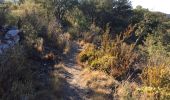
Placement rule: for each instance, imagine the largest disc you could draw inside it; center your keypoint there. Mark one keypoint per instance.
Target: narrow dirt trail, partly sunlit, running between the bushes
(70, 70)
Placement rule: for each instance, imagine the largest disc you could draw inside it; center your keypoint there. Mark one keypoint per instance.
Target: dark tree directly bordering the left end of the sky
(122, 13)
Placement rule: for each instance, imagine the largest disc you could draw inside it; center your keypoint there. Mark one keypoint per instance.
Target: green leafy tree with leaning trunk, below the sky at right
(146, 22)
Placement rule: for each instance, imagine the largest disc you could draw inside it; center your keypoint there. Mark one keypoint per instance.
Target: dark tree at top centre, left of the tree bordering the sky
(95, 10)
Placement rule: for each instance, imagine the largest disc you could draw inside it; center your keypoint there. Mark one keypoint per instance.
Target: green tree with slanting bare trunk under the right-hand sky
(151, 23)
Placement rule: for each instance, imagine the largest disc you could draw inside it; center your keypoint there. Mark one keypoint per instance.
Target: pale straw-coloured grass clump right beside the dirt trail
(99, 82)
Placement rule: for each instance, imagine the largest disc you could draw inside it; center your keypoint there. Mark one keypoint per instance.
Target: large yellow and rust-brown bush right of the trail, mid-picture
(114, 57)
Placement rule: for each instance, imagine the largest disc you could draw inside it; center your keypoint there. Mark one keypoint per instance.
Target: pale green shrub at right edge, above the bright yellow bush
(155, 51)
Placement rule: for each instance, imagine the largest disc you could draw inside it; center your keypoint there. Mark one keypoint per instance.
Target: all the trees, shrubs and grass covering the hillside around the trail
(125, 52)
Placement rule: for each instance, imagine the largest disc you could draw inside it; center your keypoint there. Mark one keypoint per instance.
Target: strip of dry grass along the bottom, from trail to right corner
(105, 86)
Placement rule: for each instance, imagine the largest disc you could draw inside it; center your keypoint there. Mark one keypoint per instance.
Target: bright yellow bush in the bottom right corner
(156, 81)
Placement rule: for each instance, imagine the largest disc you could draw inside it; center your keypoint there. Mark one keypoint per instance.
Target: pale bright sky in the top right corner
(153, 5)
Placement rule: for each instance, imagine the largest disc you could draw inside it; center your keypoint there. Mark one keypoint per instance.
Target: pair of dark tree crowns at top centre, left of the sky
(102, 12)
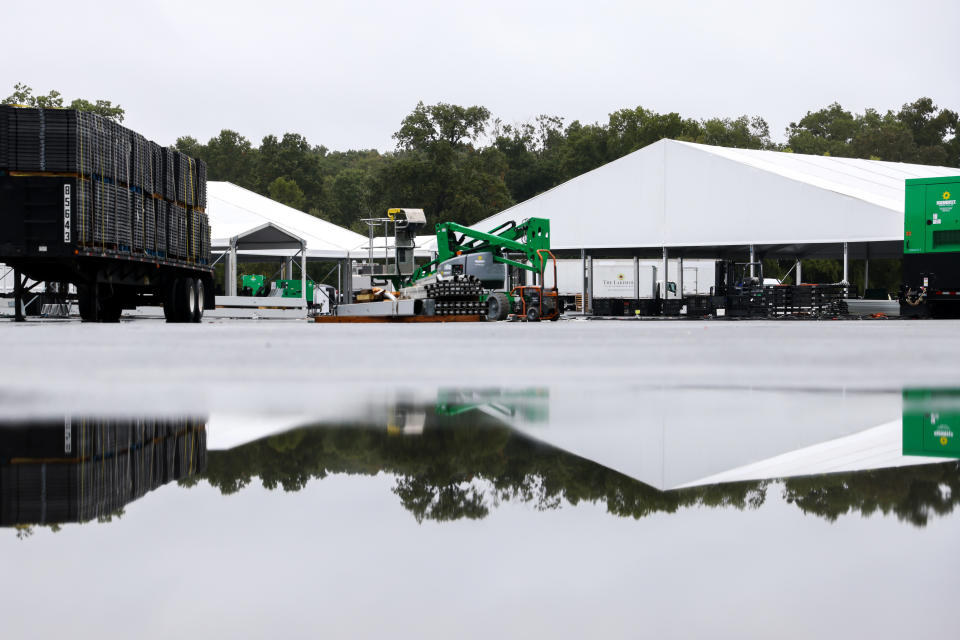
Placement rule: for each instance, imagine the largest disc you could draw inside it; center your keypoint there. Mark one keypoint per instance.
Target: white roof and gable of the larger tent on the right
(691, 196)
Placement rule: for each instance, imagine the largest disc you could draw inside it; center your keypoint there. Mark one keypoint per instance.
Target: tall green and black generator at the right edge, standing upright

══════════

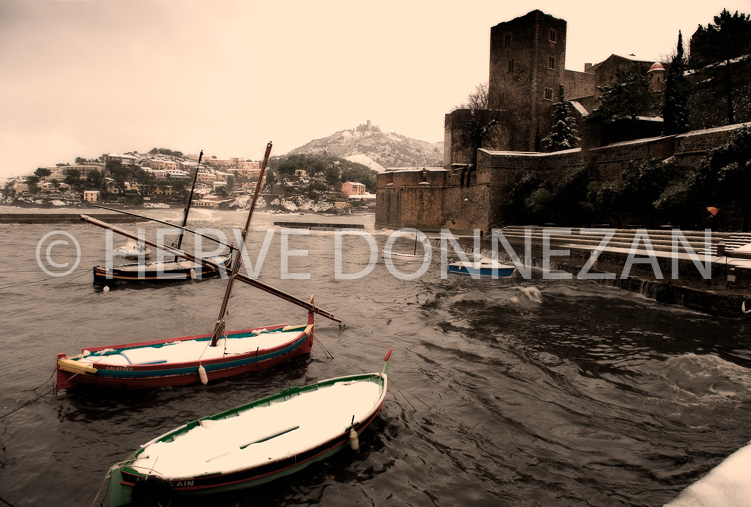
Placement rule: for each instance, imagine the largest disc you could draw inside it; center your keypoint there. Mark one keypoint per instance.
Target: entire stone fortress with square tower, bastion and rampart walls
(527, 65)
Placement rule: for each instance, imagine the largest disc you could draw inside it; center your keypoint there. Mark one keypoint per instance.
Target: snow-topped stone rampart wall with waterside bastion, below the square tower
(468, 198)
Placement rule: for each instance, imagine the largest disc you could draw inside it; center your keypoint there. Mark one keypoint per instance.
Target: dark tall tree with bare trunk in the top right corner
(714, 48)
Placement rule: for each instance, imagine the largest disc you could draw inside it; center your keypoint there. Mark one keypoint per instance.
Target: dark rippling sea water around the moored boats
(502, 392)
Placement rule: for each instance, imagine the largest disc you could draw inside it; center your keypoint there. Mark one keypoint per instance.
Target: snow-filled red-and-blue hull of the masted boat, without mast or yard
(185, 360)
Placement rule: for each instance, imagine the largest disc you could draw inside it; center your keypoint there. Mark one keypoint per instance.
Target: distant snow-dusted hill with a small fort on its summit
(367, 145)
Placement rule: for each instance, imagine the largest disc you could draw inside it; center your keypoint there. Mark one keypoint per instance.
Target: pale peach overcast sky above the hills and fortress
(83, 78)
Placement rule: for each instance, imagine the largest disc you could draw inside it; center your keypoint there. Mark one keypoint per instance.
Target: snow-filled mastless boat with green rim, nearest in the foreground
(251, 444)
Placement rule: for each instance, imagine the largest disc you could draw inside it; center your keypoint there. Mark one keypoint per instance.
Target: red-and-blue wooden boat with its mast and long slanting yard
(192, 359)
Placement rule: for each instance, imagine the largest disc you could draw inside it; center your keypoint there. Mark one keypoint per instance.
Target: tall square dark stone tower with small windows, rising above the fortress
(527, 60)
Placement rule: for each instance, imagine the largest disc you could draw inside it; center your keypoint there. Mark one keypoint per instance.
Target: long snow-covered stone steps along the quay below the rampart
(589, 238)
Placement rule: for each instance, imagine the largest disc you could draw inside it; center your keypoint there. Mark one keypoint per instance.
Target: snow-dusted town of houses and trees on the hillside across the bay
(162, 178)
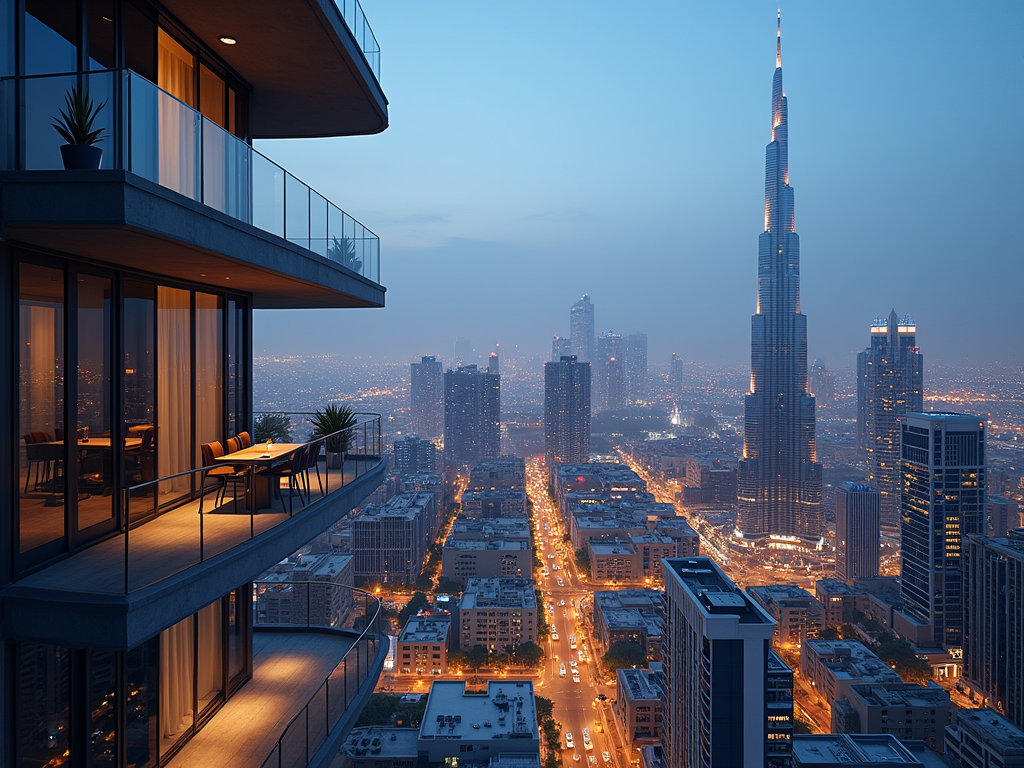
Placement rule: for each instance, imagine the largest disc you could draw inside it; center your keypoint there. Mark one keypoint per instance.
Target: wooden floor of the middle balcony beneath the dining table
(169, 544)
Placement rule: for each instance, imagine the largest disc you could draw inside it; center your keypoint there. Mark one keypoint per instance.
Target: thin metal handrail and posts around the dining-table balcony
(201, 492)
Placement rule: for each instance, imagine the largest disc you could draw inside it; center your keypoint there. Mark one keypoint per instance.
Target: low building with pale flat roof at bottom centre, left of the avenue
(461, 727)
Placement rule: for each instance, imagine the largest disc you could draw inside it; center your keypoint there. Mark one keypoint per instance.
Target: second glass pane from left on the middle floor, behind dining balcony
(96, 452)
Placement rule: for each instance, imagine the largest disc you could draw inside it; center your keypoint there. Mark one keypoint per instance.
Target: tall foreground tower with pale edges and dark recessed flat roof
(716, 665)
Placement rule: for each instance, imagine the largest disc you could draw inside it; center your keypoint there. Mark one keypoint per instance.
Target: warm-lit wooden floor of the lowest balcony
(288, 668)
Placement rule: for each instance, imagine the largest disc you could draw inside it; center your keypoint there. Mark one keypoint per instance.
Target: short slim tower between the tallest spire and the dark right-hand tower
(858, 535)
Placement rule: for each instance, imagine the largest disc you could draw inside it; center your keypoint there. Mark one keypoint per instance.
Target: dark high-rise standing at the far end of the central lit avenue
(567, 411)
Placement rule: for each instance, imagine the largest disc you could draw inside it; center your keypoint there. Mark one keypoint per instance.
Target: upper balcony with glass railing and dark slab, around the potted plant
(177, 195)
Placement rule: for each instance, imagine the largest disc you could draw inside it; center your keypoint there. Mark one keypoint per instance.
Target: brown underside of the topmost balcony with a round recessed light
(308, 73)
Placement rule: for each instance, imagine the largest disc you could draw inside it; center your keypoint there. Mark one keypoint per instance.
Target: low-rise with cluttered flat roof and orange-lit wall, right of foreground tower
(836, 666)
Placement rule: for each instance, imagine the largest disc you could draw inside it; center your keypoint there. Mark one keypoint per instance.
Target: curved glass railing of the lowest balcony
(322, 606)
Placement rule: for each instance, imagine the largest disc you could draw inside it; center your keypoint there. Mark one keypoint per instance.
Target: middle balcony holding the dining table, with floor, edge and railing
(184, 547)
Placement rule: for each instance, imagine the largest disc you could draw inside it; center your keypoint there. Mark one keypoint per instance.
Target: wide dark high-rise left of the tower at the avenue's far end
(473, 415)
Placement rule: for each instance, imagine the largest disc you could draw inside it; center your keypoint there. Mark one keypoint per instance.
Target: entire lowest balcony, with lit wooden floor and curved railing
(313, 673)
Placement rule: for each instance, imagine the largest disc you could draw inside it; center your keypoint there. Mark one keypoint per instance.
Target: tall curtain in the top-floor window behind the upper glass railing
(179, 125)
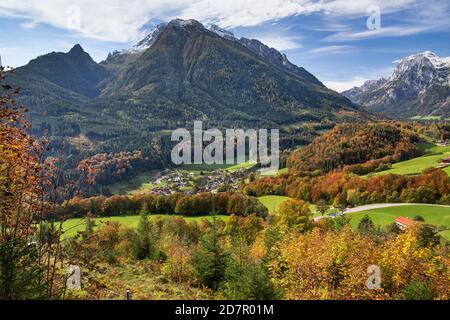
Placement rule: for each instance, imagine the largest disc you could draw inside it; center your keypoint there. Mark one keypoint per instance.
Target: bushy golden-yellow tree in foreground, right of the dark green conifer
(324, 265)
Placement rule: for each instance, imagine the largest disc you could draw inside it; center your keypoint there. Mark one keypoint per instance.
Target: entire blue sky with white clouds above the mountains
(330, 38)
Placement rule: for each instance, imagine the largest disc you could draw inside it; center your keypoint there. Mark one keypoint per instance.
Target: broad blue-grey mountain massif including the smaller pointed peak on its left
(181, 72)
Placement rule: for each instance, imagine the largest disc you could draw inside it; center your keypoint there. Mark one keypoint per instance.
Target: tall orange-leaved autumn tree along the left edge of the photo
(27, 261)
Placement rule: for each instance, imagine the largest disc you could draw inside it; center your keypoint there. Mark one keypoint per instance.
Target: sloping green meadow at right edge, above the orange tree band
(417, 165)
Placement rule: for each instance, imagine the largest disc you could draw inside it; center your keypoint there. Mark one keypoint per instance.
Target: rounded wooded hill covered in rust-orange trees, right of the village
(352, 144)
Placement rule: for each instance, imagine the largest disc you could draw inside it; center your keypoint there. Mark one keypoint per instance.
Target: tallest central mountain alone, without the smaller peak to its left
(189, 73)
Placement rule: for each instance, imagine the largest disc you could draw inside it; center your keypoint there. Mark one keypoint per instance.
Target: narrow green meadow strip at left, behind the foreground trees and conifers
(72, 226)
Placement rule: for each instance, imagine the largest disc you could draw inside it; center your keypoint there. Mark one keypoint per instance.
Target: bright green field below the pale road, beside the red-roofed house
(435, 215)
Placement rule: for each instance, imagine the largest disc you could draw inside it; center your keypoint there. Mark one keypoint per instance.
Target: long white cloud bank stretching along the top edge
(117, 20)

══════════

## The problem
What to print is the stretch of entries from the line with "Target: pair of" up to and including the line with "Target: tall green". Please print it exactly and leave out the pictures.

## Task output
Target: pair of dark tree crowns at top centre, left of the sky
(102, 12)
Placement rule: for each instance, imagine the largest disc you could draw inside it; center your keypoint there. Mark one keypoint per instance.
Target: white roof and gable of the larger tent on the right
(691, 196)
Placement rule: for each instance, imagine the largest disc you could draw inside it; center your keypoint there. Mark one keypoint per instance.
Target: tall green and black generator at the right edge, standing upright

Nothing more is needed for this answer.